• **Photo-based point labeling data**:
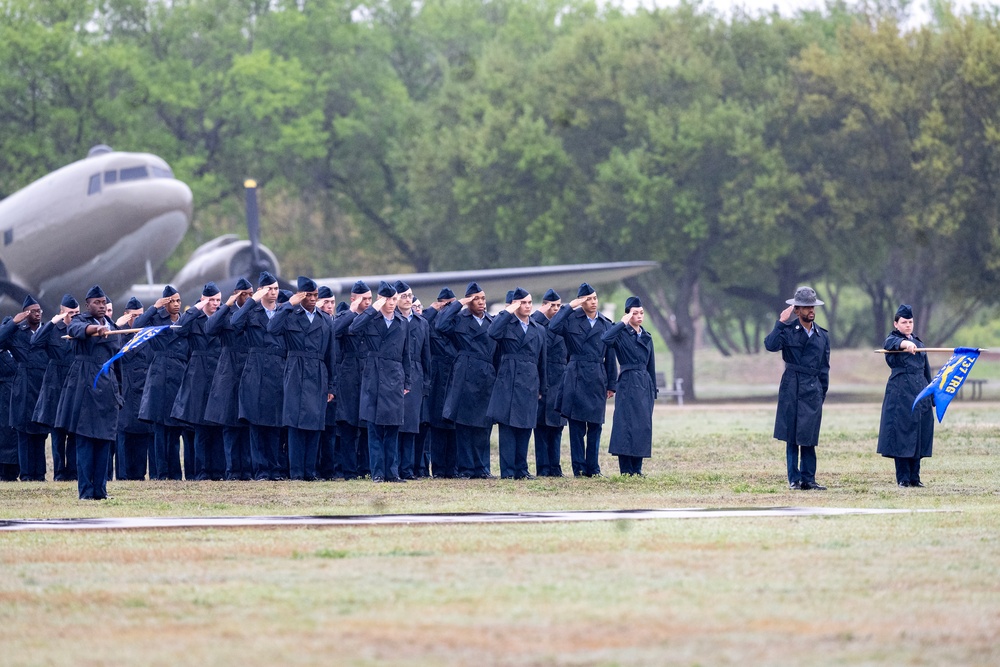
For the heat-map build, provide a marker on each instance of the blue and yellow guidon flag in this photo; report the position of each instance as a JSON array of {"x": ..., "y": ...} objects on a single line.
[
  {"x": 949, "y": 380},
  {"x": 137, "y": 340}
]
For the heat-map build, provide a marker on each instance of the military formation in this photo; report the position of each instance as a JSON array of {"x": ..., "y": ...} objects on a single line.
[{"x": 266, "y": 384}]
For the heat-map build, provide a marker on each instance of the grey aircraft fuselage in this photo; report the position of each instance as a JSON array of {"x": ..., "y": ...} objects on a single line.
[{"x": 106, "y": 220}]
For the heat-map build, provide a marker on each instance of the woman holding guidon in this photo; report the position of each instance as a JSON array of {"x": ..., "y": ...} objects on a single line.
[
  {"x": 632, "y": 427},
  {"x": 905, "y": 434}
]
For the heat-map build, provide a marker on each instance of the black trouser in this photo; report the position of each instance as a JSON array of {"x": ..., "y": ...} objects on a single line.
[
  {"x": 167, "y": 445},
  {"x": 328, "y": 465},
  {"x": 9, "y": 472},
  {"x": 303, "y": 453},
  {"x": 472, "y": 450},
  {"x": 265, "y": 451},
  {"x": 585, "y": 457},
  {"x": 31, "y": 456},
  {"x": 236, "y": 444},
  {"x": 807, "y": 472},
  {"x": 383, "y": 448},
  {"x": 630, "y": 465},
  {"x": 514, "y": 451},
  {"x": 63, "y": 455},
  {"x": 133, "y": 450},
  {"x": 907, "y": 469},
  {"x": 92, "y": 467},
  {"x": 443, "y": 463},
  {"x": 209, "y": 453},
  {"x": 407, "y": 454},
  {"x": 348, "y": 435},
  {"x": 548, "y": 446}
]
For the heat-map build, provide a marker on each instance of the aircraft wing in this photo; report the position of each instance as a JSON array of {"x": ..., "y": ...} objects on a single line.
[{"x": 564, "y": 278}]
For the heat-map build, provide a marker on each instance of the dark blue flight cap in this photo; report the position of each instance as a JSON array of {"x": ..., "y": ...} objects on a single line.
[{"x": 386, "y": 290}]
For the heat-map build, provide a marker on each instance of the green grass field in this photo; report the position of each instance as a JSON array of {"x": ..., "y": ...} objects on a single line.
[{"x": 919, "y": 588}]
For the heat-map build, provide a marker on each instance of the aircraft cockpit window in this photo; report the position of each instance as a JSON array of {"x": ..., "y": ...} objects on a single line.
[{"x": 134, "y": 173}]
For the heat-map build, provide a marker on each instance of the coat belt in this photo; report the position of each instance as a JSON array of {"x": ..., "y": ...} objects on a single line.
[
  {"x": 308, "y": 354},
  {"x": 802, "y": 369},
  {"x": 476, "y": 355}
]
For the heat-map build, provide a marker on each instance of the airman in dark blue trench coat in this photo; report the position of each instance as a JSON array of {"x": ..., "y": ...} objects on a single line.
[
  {"x": 442, "y": 431},
  {"x": 519, "y": 384},
  {"x": 632, "y": 425},
  {"x": 50, "y": 338},
  {"x": 194, "y": 394},
  {"x": 262, "y": 383},
  {"x": 351, "y": 353},
  {"x": 168, "y": 360},
  {"x": 224, "y": 397},
  {"x": 420, "y": 378},
  {"x": 136, "y": 448},
  {"x": 385, "y": 381},
  {"x": 309, "y": 378},
  {"x": 15, "y": 336},
  {"x": 9, "y": 468},
  {"x": 906, "y": 435},
  {"x": 803, "y": 385},
  {"x": 589, "y": 377},
  {"x": 472, "y": 378},
  {"x": 88, "y": 411},
  {"x": 548, "y": 430}
]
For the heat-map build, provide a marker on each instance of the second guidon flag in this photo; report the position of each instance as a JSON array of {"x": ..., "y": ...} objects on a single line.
[
  {"x": 949, "y": 379},
  {"x": 137, "y": 340}
]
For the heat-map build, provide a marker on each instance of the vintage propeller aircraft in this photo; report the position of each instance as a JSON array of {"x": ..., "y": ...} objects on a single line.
[{"x": 114, "y": 217}]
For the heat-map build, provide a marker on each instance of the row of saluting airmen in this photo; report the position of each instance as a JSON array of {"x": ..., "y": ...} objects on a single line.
[{"x": 271, "y": 385}]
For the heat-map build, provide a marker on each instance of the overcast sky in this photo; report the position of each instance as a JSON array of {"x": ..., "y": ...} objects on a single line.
[{"x": 918, "y": 11}]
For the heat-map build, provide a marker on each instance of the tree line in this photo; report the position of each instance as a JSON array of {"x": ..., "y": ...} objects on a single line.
[{"x": 747, "y": 153}]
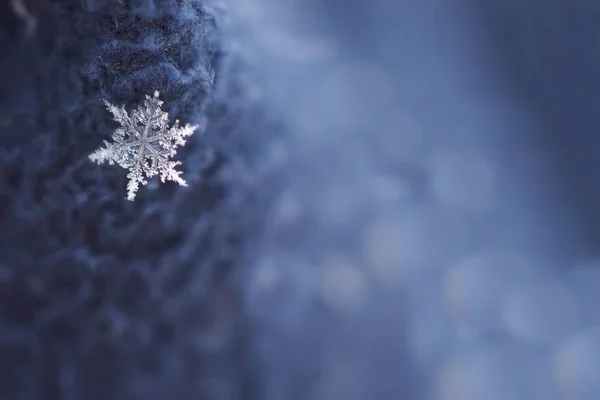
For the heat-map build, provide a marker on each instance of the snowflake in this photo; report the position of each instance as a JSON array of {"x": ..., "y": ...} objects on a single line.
[{"x": 144, "y": 144}]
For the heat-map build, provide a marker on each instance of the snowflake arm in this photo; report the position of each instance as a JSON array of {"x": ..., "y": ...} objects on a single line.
[{"x": 144, "y": 144}]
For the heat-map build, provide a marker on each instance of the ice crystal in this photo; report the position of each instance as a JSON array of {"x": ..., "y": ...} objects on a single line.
[{"x": 144, "y": 144}]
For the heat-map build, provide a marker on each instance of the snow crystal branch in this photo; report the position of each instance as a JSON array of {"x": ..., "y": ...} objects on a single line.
[{"x": 144, "y": 144}]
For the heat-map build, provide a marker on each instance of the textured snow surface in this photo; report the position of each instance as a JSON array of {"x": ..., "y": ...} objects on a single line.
[{"x": 373, "y": 221}]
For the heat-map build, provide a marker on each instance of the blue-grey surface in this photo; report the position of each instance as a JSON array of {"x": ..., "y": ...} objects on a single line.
[{"x": 392, "y": 199}]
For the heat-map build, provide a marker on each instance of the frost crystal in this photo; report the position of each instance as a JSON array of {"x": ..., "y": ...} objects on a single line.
[{"x": 144, "y": 144}]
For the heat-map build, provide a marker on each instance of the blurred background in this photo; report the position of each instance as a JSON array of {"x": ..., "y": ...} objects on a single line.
[{"x": 391, "y": 200}]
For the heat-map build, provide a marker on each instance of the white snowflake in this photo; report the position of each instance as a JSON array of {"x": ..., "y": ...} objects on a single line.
[{"x": 144, "y": 144}]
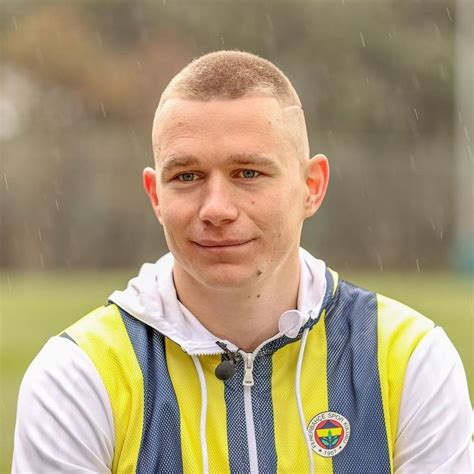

• **Objective**: Repeat every line from the one containing "of the blue-grey" through the end of the records, including the requests, but add -65 to each x and y coordinate in the answers. Leave the pictures out.

• **Full output**:
For the heat-map build, provide a marker on each instance of the blue-grey surface in this photo; report the position of each instance as a JSON array of {"x": ..., "y": ...} objects on a single line.
[{"x": 327, "y": 134}]
For the heat-map build, provide a marker on each instance of the frost crystal in this photo; report the position of each instance as a JSON array of {"x": ..., "y": ...} objects on a single line.
[{"x": 79, "y": 79}]
For the heat-map build, provide a marker on each instance of the blurred background in this photo; report the position of each instance as a JSON array of {"x": ..., "y": ...} objects on a single line.
[{"x": 326, "y": 135}]
For the heat-map build, provide a marker on each instance of the white snowflake in this photo; report the position of each instance as a JSON array of {"x": ..., "y": ...} objects on a single line.
[{"x": 79, "y": 79}]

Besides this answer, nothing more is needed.